Exercise aim
Reproduce exactly, from the data that follows, the line with "Can you find the number 1", the line with "Can you find the educational", and every line that lies between them.

** Opening Material for the task block **

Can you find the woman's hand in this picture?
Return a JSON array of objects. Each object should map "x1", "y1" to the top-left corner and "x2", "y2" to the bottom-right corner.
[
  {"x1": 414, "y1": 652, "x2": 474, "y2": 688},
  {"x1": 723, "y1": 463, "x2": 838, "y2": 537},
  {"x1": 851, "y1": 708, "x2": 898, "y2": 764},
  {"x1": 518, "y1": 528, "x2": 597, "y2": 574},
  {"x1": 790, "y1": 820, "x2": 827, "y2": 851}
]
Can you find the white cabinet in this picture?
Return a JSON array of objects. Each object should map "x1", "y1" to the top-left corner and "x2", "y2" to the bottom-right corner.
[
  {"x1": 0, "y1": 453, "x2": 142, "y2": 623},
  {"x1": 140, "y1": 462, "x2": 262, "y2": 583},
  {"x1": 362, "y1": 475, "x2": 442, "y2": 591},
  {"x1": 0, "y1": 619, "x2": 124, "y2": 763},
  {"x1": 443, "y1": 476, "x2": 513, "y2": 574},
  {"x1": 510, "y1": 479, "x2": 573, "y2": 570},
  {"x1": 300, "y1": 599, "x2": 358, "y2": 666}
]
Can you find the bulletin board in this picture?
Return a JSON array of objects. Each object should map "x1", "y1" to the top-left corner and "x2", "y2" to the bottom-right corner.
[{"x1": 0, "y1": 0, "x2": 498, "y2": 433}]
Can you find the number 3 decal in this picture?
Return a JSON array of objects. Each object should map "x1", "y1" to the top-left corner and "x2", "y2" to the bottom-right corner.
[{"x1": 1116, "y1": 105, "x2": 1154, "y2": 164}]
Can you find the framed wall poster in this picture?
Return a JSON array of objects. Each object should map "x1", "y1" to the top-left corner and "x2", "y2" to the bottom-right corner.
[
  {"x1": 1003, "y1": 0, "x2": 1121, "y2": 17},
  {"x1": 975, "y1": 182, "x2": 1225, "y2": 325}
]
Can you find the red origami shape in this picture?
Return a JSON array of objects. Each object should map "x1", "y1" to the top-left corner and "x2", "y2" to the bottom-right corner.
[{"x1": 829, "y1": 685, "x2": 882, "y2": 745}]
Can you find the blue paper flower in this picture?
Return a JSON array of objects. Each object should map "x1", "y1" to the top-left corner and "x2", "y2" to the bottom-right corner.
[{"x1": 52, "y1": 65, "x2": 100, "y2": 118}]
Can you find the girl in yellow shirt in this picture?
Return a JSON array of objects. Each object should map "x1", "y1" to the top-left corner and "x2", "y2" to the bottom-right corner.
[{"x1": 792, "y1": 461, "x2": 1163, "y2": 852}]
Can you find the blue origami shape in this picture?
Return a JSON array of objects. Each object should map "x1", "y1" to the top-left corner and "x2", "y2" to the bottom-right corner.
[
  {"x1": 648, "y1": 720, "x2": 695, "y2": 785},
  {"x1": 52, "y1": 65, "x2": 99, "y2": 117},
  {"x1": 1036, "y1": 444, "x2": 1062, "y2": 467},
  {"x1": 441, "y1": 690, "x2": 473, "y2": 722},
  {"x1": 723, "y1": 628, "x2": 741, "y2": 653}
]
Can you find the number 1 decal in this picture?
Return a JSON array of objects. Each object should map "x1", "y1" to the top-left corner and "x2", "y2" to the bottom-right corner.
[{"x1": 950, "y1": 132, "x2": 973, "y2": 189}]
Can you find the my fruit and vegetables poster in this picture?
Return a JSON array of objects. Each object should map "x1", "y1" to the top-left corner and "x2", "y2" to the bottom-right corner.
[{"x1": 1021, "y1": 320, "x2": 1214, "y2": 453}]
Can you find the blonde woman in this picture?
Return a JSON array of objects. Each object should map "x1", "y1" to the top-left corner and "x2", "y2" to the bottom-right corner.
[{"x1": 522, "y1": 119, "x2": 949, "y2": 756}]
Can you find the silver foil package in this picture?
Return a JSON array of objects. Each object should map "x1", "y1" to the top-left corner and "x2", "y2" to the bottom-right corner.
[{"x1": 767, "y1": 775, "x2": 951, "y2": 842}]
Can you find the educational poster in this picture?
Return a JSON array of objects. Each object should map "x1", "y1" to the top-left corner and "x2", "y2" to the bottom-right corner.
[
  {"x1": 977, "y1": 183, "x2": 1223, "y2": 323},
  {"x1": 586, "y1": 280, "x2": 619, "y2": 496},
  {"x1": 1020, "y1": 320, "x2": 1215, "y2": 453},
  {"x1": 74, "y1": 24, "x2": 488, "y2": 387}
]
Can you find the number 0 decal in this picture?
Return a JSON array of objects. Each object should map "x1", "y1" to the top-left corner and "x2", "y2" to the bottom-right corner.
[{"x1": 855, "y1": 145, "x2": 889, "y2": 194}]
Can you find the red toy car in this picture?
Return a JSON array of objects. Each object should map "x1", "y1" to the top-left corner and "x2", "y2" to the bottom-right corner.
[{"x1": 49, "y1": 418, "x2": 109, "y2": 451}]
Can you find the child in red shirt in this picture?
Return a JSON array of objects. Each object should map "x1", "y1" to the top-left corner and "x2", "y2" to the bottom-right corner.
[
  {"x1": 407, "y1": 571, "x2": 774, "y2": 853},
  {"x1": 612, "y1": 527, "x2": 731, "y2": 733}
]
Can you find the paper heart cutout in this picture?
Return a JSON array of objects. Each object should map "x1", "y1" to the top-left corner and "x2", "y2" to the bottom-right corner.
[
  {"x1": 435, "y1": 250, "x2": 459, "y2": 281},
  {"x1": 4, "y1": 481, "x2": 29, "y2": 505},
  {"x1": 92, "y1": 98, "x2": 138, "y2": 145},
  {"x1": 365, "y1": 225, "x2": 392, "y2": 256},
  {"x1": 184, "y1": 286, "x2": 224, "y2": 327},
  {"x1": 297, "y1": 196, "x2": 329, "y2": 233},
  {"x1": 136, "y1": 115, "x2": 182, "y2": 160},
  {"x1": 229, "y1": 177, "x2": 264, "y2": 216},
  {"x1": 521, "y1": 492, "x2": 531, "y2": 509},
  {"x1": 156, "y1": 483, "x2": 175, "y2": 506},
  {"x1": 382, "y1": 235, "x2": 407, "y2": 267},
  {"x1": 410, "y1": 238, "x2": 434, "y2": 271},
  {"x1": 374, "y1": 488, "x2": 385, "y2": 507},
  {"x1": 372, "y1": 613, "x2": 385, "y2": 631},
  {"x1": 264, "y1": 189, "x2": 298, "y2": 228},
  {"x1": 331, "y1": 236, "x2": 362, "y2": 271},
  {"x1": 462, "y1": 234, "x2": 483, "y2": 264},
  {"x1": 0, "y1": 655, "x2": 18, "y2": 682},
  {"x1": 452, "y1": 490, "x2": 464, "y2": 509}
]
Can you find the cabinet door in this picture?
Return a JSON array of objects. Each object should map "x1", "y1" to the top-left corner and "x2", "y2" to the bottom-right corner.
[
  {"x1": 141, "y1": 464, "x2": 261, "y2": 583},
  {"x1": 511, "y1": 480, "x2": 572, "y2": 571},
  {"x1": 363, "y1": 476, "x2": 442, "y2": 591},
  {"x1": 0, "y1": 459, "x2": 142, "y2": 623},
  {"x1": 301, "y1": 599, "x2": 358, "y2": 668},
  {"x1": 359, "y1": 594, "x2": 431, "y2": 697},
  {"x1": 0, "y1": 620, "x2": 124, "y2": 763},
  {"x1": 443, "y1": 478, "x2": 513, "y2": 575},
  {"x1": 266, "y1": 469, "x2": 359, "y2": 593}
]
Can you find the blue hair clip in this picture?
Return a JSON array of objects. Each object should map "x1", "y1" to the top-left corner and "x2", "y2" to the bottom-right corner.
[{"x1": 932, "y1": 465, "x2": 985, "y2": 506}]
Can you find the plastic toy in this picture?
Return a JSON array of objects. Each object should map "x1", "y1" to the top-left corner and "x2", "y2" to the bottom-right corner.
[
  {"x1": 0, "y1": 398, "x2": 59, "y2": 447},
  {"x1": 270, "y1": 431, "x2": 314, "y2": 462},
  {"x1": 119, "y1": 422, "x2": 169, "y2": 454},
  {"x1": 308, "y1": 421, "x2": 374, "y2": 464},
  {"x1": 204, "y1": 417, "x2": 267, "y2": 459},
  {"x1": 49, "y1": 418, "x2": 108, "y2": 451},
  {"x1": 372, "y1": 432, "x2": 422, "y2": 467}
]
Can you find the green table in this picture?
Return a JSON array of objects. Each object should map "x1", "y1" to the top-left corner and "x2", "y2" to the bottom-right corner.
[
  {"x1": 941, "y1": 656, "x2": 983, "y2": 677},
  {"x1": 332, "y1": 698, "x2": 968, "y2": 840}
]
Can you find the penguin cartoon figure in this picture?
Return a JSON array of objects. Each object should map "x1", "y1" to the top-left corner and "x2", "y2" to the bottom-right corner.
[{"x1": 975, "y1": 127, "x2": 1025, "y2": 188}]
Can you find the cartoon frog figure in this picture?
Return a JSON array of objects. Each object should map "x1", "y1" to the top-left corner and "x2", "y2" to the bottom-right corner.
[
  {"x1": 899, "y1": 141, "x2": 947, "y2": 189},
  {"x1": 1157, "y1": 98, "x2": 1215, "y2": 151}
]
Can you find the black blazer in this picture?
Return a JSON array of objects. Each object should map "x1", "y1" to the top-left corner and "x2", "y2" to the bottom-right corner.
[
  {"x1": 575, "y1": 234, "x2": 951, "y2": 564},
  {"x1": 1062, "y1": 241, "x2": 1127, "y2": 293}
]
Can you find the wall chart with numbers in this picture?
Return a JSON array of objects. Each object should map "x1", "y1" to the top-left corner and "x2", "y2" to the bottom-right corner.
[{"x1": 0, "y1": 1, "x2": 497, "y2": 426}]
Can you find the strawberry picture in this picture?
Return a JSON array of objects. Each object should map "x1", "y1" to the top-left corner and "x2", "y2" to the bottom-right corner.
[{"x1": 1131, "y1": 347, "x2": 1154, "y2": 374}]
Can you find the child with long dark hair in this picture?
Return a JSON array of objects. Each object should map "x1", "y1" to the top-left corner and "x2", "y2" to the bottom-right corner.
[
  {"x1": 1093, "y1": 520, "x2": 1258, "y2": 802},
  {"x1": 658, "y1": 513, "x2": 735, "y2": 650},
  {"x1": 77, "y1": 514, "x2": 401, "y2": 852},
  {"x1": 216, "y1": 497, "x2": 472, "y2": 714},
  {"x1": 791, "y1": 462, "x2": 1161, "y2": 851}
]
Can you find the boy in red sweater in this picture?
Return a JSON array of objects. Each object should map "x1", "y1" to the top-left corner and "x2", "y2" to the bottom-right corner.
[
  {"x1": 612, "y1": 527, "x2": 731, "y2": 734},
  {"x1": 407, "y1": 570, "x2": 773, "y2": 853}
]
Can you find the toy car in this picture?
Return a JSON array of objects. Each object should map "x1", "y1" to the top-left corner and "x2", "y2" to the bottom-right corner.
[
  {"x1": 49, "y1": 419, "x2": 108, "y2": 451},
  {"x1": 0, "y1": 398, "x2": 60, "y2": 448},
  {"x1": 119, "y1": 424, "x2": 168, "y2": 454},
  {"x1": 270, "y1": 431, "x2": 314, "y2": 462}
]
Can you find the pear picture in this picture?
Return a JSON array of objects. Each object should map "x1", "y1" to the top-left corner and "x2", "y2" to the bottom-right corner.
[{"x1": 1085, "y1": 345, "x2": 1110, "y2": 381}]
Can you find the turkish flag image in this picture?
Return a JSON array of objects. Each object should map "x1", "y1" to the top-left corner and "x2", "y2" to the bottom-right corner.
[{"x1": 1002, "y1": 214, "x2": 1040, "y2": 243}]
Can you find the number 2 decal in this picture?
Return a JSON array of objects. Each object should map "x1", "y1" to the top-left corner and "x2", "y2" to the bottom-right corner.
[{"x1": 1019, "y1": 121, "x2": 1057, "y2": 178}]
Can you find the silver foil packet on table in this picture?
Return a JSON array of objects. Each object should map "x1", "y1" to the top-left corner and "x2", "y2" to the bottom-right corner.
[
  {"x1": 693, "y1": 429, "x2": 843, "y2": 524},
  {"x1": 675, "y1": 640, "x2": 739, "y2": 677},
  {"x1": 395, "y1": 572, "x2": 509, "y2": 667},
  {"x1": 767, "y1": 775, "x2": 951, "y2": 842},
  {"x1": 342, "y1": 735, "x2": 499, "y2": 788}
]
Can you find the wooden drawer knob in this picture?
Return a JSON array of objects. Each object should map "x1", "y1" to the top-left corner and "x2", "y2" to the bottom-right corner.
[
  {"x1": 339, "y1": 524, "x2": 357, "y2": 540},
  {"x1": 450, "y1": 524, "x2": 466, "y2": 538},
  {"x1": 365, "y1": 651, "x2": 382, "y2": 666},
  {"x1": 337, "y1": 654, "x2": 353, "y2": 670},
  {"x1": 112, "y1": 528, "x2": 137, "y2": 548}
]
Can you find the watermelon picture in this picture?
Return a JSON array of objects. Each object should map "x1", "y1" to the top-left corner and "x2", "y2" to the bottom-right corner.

** Closing Material for the task block **

Answer to this exercise
Can you find the number 1 decal in this picture?
Return a JSON array of objects. Each object should map "x1", "y1" to the top-left corner and "x2", "y2" to the bottom-right corner.
[{"x1": 950, "y1": 132, "x2": 973, "y2": 189}]
Can you find the my fruit and vegetables poster in this picture?
Return a JSON array of objects. Each object should map "x1", "y1" to the top-left corner and "x2", "y2" to the bottom-right corner.
[{"x1": 1021, "y1": 320, "x2": 1214, "y2": 453}]
Can you find the blonde woman in this picture?
Return a JSON array of objects. Each object should map "x1", "y1" to the top-left corner and "x2", "y2" to the bottom-right corner.
[{"x1": 522, "y1": 119, "x2": 949, "y2": 756}]
Can you find the silver foil package in this picture?
Return a JSON array of objects. Each object should map "x1", "y1" to the top-left corner and "x2", "y2" to the bottom-right corner.
[{"x1": 767, "y1": 775, "x2": 951, "y2": 842}]
Can you find the educational poster in this picture?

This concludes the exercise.